Что сделать:
1. Перепишите из интервью о поэзии слово в слово отрывок, который начинается словами «Потворствовать или творить» и продолжается до слов «признавать сквозь зубы.» включительно.
2. Ответьте по интервью о поэзии, верны ли утверждения: (a) литературный салон в музее-театре «Булгаковский дом» начинался в 2005 году; (b) на поэтических вечерах во МХАТ имени Горького вход так и остался платным; (c) поэт сам определяет, настоящий ли он поэт. На каждое ответьте «да» или «нет» и приведите решающие слова интервью в точной цитате.

Фрагмент документа:
===

Потворствовать или творить
– Когда можно назвать себя настоящим поэтом?
– У каждого поэта – своя планка. Кому-то нужно опубликоваться в «Новом мире», чтобы начать считать себя профессиональным поэтом. Кому-то достаточно издать книжку в частном издательстве за свой счёт. Не поэт определяет себя, а профессиональное сообщество. А у сообщества множество критериев, требований и закулисных игр. Так, есть поэты, которые получают различные премии, какие бы ни появлялись, и есть поэты, которые их никогда не получат – потому что они не в тусовке, не «свои» или слишком самостоятельны. Чтобы стать «своим», нужно мимикрировать под профессиональное сообщество. Упрямых и гордых сообщество не любит и не прощает, хотя и вынуждено признавать сквозь зубы.
– Искусство должно быть «чистым»? «Красота ради красоты» или должно служить и иметь социальное начало?
– Это опять же каждый выбирает для себя. Кому-то удаётся только чистая лирика, кому-то – всё сразу. Пушкин писал и лирику, и хулиганские, и остросоциальные стихи. Но обязывать поэта писать социальную поэзию – бред и преступление.
– Нередко творческий человек стоит перед выбором – зарабатывать на творчестве, потворствуя потребе публики, или творить, не обращая на это внимание.
– На поэзии заработать невозможно. Можно зарабатывать на шоу, ставить поэтические спектакли. Но вот, к примеру, МХАТ имени Горького стал проводить поэтические вечера, на которых читает поэт и известный актёр. Вначале сделали вход платным, но в итоге плату отменили. Даже во МХАТ, даже на знаменитых актёров, читающих поэзию, ходят плохо. Что касается прозы: да, она делится на коммерческую и интеллектуальную. Но чисто коммерческих авторов не так много, и попасть в их круг почти невозможно. А интеллектуальная проза вполне может заявить о себе, издаваться и даже получать какие-то премии, но вряд ли сможет прокормить автора. Сейчас в России бум драматургии. Многие литераторы пишут пьесы, и пьесы эти с успехом ставятся. Опять же говорить о коммерческом успехе драматурга сложно, но признание получить вполне можно.
– Вы ведёте литсалон. Зачем он и что даёт этот опыт?
– Мой литературный салон в музее-театре «Булгаковский дом» начинался в 2005 году, когда литературных клубов в Москве было совсем немного. Мне хотелось создать площадку, на которой могли бы выступать молодые поэты, которых ещё не знают в литературном сообществе, но которых успели оценить я и мои коллеги. Потом захотелось приглашать к нам известных поэтов и писателей, у нас выступали почти все современные классики. Затем салон стал местом экспериментов – мы проводили в нём и литературные мастер-классы, и поэтические спектакли, и критические обсуждения, и вечера, посвящённые ушедших писателям, и многое другое. Любой формат подачи современной литературы, который может быть интересен публике, на мой взгляд, надо обязательно попробовать. В частности, силами нашего литсалона мы организовывали «Всероссийский турнир «Красная площадь. Время поэтов» на Красной площади, и это тоже был интересный опыт.
Раскопать своё золото
– Говорят, что сейчас мы уже не понимаем Пушкина – так мир изменился. Стоит немного подвинуть его на пьедестале? И кого тогда ставить на его место?

===

Строки:
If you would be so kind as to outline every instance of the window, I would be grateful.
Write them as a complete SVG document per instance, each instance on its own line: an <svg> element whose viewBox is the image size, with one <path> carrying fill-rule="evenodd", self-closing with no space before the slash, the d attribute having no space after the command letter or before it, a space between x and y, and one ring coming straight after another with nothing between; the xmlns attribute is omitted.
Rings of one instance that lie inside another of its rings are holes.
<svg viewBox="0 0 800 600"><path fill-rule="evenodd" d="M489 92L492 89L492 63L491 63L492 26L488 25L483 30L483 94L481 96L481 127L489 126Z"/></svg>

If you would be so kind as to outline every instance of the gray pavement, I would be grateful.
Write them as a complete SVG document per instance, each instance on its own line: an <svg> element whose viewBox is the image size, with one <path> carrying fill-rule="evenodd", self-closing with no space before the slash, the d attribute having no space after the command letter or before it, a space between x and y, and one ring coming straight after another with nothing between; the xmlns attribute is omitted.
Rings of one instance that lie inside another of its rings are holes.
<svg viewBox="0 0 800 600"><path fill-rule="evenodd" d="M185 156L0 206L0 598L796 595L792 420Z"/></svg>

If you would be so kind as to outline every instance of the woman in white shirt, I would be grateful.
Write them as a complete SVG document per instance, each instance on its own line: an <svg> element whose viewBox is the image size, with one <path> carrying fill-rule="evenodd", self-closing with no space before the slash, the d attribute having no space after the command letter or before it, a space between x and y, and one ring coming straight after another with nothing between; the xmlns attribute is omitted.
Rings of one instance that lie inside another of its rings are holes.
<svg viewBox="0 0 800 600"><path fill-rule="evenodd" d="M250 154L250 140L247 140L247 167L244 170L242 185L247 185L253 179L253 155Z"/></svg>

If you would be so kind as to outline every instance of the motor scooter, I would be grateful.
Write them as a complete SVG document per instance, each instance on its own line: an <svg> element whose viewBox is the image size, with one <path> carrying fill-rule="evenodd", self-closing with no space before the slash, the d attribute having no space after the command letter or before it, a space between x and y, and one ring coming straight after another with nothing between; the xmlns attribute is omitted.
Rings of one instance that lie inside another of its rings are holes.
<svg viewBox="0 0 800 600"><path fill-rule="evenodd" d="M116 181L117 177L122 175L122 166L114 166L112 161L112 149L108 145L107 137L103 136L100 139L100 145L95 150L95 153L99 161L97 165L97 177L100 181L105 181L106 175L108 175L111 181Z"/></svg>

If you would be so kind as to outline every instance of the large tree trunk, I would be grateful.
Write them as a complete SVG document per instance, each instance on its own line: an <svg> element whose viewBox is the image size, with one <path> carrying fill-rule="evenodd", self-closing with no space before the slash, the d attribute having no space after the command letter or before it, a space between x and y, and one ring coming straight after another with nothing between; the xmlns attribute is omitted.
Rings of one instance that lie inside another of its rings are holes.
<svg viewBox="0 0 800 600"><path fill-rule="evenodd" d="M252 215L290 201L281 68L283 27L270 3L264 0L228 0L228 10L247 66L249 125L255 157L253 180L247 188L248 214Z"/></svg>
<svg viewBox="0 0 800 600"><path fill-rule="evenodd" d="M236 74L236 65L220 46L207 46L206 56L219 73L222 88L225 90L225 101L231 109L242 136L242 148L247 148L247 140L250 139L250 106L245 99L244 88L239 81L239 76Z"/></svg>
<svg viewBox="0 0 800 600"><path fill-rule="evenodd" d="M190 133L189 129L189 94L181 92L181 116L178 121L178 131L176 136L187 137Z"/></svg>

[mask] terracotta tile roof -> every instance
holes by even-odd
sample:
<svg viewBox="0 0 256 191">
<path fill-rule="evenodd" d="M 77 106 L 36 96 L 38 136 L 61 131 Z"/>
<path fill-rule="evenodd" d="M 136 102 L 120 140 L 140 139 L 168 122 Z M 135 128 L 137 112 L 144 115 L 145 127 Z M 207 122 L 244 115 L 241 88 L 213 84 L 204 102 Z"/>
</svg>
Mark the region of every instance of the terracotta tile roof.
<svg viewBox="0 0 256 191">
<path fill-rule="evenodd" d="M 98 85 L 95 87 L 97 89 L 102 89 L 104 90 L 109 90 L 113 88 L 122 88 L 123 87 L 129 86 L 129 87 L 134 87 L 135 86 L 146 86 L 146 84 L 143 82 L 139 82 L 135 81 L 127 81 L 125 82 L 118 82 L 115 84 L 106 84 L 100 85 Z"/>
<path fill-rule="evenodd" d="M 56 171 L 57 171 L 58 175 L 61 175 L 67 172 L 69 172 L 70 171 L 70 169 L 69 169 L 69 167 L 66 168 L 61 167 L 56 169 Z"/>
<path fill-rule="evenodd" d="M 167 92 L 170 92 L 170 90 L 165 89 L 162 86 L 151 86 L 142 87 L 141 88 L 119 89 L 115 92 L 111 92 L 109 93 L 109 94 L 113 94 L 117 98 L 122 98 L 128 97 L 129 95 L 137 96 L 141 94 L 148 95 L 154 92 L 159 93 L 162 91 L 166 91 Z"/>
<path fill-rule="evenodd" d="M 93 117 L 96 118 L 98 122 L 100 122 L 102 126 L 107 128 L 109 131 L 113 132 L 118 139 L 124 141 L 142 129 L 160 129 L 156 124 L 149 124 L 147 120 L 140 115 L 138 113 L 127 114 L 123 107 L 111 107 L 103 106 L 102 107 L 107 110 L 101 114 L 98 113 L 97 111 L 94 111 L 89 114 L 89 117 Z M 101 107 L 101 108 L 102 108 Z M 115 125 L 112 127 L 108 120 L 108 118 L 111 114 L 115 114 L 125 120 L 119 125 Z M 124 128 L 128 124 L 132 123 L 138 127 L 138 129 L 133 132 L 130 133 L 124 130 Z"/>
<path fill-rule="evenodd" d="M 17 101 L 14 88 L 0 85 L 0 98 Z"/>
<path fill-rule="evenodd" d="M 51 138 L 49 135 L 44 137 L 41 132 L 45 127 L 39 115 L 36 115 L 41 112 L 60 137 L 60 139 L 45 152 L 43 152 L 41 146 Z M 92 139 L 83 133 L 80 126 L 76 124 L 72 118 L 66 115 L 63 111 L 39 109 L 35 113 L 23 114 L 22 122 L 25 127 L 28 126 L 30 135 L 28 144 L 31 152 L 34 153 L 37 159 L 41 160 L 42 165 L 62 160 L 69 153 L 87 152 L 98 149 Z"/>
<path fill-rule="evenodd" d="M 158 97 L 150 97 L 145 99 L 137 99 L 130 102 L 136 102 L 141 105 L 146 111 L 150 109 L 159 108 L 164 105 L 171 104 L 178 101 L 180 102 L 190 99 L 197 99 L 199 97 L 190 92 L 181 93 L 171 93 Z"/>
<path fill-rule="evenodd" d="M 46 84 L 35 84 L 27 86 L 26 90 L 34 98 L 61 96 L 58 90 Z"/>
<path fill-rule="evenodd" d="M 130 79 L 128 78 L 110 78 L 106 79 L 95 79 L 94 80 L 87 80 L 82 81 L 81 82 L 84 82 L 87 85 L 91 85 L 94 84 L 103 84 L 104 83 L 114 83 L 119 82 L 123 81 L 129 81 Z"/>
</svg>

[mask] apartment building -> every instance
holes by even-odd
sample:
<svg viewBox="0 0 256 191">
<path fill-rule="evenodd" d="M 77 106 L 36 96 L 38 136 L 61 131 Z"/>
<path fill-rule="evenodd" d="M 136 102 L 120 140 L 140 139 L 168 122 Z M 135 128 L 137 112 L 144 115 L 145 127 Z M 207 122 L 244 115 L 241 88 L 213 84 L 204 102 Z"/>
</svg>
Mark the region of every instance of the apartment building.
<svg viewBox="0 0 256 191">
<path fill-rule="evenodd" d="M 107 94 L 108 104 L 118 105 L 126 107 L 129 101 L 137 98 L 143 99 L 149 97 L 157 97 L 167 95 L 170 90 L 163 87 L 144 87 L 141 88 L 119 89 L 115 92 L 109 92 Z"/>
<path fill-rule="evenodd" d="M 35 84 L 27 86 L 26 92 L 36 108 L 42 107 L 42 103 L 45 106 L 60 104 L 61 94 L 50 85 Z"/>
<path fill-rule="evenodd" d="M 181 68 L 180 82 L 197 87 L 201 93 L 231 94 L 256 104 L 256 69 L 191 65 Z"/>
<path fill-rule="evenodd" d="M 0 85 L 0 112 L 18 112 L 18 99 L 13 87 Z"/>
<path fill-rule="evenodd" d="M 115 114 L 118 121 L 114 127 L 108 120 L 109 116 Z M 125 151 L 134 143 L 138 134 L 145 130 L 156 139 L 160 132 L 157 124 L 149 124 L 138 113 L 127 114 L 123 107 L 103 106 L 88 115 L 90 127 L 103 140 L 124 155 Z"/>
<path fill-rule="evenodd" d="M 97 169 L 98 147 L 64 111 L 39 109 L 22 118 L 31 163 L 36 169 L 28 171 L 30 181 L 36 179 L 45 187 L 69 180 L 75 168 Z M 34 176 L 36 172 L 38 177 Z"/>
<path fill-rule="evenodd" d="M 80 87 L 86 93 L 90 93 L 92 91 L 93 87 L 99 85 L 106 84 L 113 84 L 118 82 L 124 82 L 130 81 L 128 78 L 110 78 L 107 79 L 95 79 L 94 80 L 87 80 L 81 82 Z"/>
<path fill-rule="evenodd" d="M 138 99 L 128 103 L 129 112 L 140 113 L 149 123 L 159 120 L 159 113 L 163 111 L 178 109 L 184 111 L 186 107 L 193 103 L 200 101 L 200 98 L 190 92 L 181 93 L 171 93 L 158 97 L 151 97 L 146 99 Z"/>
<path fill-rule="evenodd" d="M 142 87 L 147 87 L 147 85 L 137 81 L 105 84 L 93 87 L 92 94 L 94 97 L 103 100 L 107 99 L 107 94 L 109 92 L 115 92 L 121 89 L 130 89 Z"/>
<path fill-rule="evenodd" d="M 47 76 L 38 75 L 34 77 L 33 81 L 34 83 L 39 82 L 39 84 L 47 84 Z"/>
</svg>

===

Ответы по заданиям:
1.
Потворствовать или творить
– Когда можно назвать себя настоящим поэтом?
– У каждого поэта – своя планка. Кому-то нужно опубликоваться в «Новом мире», чтобы начать считать себя профессиональным поэтом. Кому-то достаточно издать книжку в частном издательстве за свой счёт. Не поэт определяет себя, а профессиональное сообщество. А у сообщества множество критериев, требований и закулисных игр. Так, есть поэты, которые получают различные премии, какие бы ни появлялись, и есть поэты, которые их никогда не получат – потому что они не в тусовке, не «свои» или слишком самостоятельны. Чтобы стать «своим», нужно мимикрировать под профессиональное сообщество. Упрямых и гордых сообщество не любит и не прощает, хотя и вынуждено признавать сквозь зубы.

2.
(a) Да: «Мой литературный салон в музее-театре «Булгаковский дом» начинался в 2005 году».
(b) Нет: «Вначале сделали вход платным, но в итоге плату отменили».
(c) Нет: «Не поэт определяет себя, а профессиональное сообщество».